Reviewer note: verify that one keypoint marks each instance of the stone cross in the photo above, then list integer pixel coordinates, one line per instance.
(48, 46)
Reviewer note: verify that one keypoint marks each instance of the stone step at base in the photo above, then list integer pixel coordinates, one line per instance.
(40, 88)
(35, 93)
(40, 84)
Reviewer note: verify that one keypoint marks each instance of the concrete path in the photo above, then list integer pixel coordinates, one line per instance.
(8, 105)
|---|
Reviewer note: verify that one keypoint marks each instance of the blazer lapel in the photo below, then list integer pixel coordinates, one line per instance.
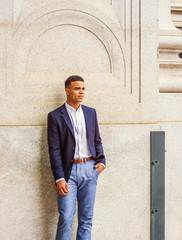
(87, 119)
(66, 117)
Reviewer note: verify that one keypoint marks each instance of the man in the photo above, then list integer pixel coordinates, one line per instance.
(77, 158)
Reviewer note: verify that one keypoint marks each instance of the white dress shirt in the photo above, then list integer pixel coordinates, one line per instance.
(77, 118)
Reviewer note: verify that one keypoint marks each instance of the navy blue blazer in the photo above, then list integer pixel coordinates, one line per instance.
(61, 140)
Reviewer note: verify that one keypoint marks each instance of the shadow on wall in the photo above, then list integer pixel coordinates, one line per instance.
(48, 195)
|---|
__SHORT PROBLEM__
Locate every line in the material above that contains the word "stone", and copy each of those lines.

__COMPLETE ANSWER__
Reviewer note: verify that one keypoint marks each instance of the stone cross in the photo above, then list integer pixel coordinates, one line per instance.
Reviewer note: verify that one keypoint marks each instance of the stone step at base in the photo above, then list integer pixel coordinates, one line per instance.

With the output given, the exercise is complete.